# DESCRIPTION OF THE TASK
Copy every line of the records below word for word, leaving out the pictures.

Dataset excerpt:
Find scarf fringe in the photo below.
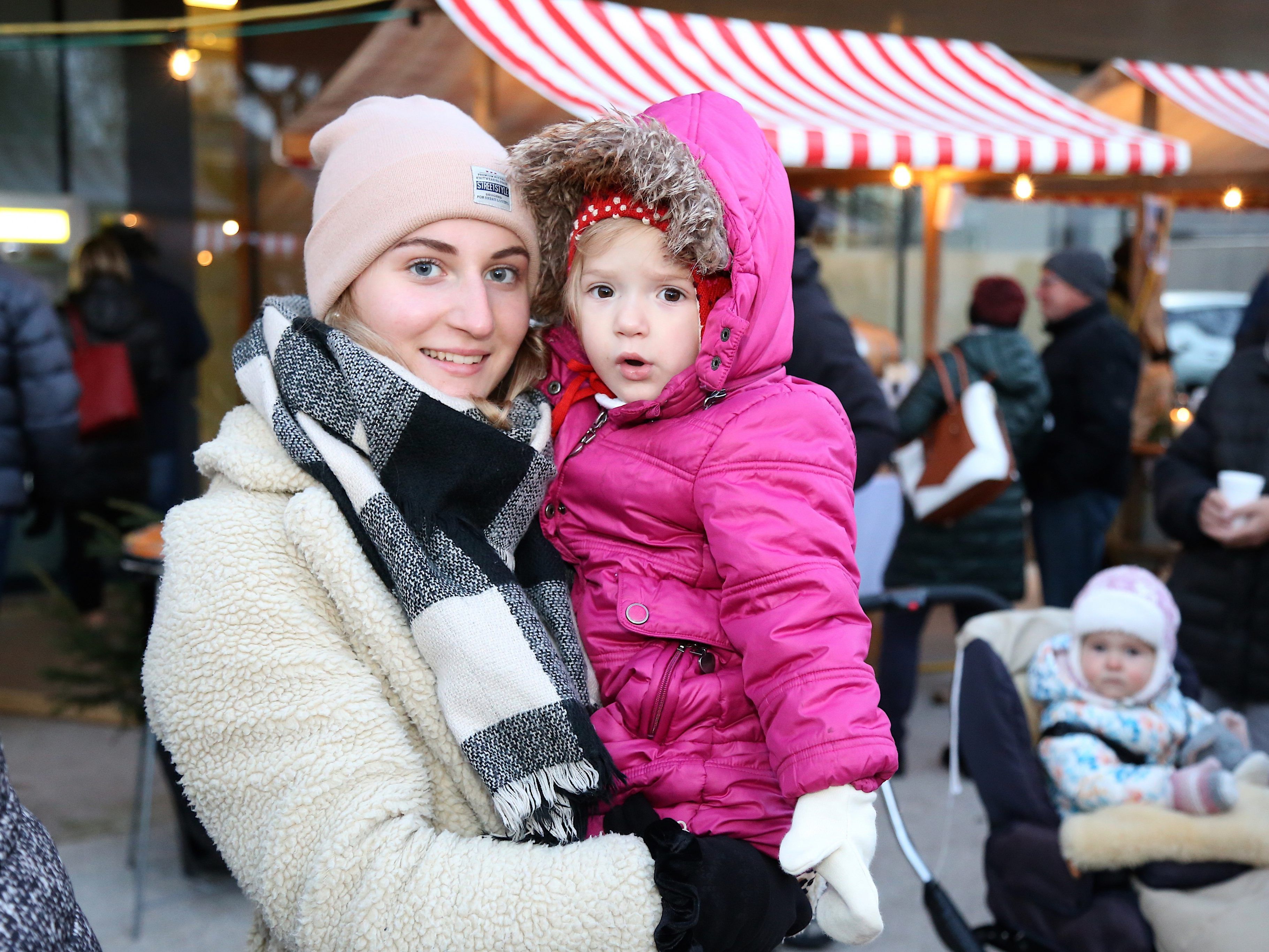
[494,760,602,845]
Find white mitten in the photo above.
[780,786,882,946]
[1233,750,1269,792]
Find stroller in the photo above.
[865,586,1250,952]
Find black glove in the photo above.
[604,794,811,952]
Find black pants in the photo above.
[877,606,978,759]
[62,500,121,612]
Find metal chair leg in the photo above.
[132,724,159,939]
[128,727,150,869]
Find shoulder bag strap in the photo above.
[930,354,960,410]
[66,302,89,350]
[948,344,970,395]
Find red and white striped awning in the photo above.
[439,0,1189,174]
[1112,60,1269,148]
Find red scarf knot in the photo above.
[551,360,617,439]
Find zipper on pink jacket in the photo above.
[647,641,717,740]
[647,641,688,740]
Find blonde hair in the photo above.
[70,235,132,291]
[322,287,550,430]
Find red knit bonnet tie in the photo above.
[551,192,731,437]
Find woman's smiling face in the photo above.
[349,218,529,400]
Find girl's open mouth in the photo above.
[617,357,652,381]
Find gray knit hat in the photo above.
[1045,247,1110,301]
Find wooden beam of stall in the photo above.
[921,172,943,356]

# RESPONSE TO THE TASK
Find scarf fringe in the photo below.
[494,760,602,845]
Find white mitten in the photo above.
[780,786,882,946]
[1233,750,1269,792]
Find stroller in the photo above.
[865,586,1250,952]
Find black glove in the photo above.
[604,794,811,952]
Find black pants in the photo above.
[877,606,978,759]
[62,500,121,612]
Find metal chair leg in the photo above.
[132,724,159,939]
[128,727,150,869]
Find shoulder bag strap in the photo above.
[930,354,960,410]
[66,302,89,350]
[948,344,970,395]
Find red and white striped awning in the photo above.
[439,0,1189,174]
[1112,60,1269,148]
Find red scarf knot in the photo above.
[551,360,617,439]
Find zipper on pink jacket in the photo above.
[647,641,717,740]
[647,641,688,740]
Find blonde hair in the photo above.
[70,235,132,291]
[322,287,550,430]
Find red knit bonnet tie in the photo above.
[551,192,731,437]
Find woman's smiling face in the photo above.
[349,218,529,400]
Find girl's open mouth in the photo above.
[617,357,652,381]
Find gray knit hat in the photo above.
[1045,247,1110,301]
Find wooden beam of stall in the photo above.
[921,172,943,356]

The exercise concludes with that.